Cruzado won regents' approval to elevate its honors program to an Honors College. She created a new Veterans Center for returning soldiers. And she has better integrated the smaller sister campuses in Havre, Great Falls and Billings into "One MSU," something the regents stressed when they hired her.

Cruzado said she's also proud that MSU has invested tens of millions of dollars to modernize student dorms and dining halls, to build new 70-bed and 400-bed dormitories, and to renovate Cooley Lab.

While MSU has more students and faculty than ever, she added, "We have now less administration." MSU's website listed 55 administrators - president, vice presidents, deans and directors - in 2013, the lowest number this century.

Asked about her accomplishments, Cruzado is quick to give credit to others — MSU's "extraordinary faculty," dedicated staff, generous alumni and bright students.

"We have a record number of students obtaining incredible recognition," she said, citing Rhodes, Gales, Marshal and Goldwater scholarship winners. MSU won the national Peter Macgrath community engagement award - beating much larger universities like Penn State and Michigan State - because of the work by MSU's Engineers Without Borders students to bringing clean water wells to rural Kenya.

"I'm very proud of the fact," she said, "we have empowered the faculty, students, staff and alumni to be at their best at Montana State University."

Cruzado wore a red blazer on the day of her interview, to show solidarity with underpaid working women on Equal Pay Day, though she herself is one of Montana's highest paid state employees.

When the regents hired Cruzado away from the No. 2 job at New Mexico State University, they offered her a state record salary of $280,000, plus a $500,000 incentive if she'd stay at least five years - a payment from the MSU Alumni Foundation of $50,000 a year for 10 years.

With her five-year anniversary coming up — and professional headhunters sending out feelers to academic stars "every week," according to one former MSU dean — it's natural to ask if she has started looking for her next job.

"No," Cruzado said. "The job is not done."

Looking ahead to the 2015 Legislature that meets in January, Cruzado said MSU is "having conversations" with lawmakers about the need to strengthen research — a way of saying the University System will ask lawmakers for additional financial support.

She said MSU also plans to ask the Legislature again to approve renovating the historic Romney Gym building to provide more space for students and for tutoring centers that can help them succeed and graduate. Though lawmakers said no two years ago, a $25 million request for renovating Romney is now the University System's No. 1 building priority.

Dreams of a bigger and better MSU are laid out in the Strategic Plan that Cruzado led the campus to create. It calls for the campus do attract more students, graduate more students, do more research and ensure all students have an "engagement" experience to use their knowledge to create a better world.

**Instructions**
#1 In the article about Montana State University, what yearly salary did the regents offer Cruzado when they hired her?
#2 Pick up the article about Cruzado and Montana State University after its final sentence and keep writing.
The listing has no connection to the article about Montana State University.

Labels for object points

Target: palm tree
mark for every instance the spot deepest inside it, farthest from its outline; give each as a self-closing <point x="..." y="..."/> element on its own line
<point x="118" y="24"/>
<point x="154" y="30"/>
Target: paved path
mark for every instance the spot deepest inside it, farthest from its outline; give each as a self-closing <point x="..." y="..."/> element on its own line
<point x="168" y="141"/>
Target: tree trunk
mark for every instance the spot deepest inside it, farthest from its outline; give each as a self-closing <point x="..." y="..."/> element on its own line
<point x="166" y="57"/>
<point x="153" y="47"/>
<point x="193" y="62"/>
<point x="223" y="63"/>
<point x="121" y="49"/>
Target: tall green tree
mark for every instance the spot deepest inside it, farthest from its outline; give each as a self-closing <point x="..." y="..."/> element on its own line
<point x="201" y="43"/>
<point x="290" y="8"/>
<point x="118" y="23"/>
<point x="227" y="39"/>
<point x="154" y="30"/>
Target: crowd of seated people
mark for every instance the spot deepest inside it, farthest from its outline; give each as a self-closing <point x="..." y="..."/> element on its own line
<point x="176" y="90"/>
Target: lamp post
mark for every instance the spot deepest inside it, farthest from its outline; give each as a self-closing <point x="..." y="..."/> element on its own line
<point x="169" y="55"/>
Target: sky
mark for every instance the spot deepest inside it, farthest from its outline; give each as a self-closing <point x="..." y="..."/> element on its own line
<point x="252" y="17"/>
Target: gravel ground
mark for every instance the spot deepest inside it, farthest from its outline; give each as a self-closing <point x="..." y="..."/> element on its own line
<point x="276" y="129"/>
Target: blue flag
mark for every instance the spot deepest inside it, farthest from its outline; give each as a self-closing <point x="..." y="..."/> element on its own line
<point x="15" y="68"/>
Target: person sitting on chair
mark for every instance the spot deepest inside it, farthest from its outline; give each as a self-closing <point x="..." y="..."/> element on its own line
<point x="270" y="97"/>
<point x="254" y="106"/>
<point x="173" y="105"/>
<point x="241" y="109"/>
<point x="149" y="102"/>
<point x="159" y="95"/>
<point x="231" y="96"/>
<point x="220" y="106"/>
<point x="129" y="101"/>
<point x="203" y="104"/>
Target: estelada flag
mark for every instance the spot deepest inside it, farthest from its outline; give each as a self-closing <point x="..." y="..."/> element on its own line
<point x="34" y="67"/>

**Results by task**
#1 A state record salary of $280,000.

#2
One of the key ideas in "Good to Great" is that it's crucial to hire bright, hard-working, self-motivated people, without whom an organization can't achieve greatness.

"Getting the right people on the bus," Cruzado called it.

MSU has seen unprecedented turnover at the top since she became president. All four vice presidents have been replaced, something that didn't happen under previous presidents. All but three of the 12 deans are new.

Cruzado said some retired and some were hired by other colleges.

"It used to be that faculty and administrators stayed at a university their entire career," she said. "Those days are gone. Now we see incredible mobility. We see the advent of search firms."

Some faculty members suspect Cruzado wanted to surround herself with "yes men." MSU spokesman Tracy Ellig laughed at the suggestion.

"The president and I have incredibly candid conversations," Ellig said. "I have license to tell her lots of things she may not want to hear. . Her vice presidents and legal counsel . is a group with lots of spirited discussion."

More troubling than turnover to many faculty members is the decline in MSU's research spending, which they fear could undermine its Carnegie Foundation ranking as one of the top 108 "very high research activity" universities in the nation.

MSU's research spending peaked at $112 million in 2012 and last year slipped 17 percent to $94 million.

Cruzado blames federal budget cuts that have hurt research nationwide. Yet critics contend her administration made a big mistake by only allowing hires of newer assistant professors, rather than experienced associate professors who could bring millions of dollars in research grants with them to MSU. They argue the president and provost don't give research the support it needs.

"Nothing could be further from the truth," Cruzado said. She pointed to the recent hiring of Reijo Pera, a nationally recognized scientist from Stanford University, to take charge of MSU research. Pera is taking steps to encourage the faculty to apply for more research grants.

It's sparking a new "sense of optimism" for research, Cruzado said. "I'm starting to feel a change in our climate at Montana State."

Cruzado always appears so poised and confident, it's surprising to hear that she was afraid to try for MSU president's job. A job search consultant contacted her three times before she agreed to apply.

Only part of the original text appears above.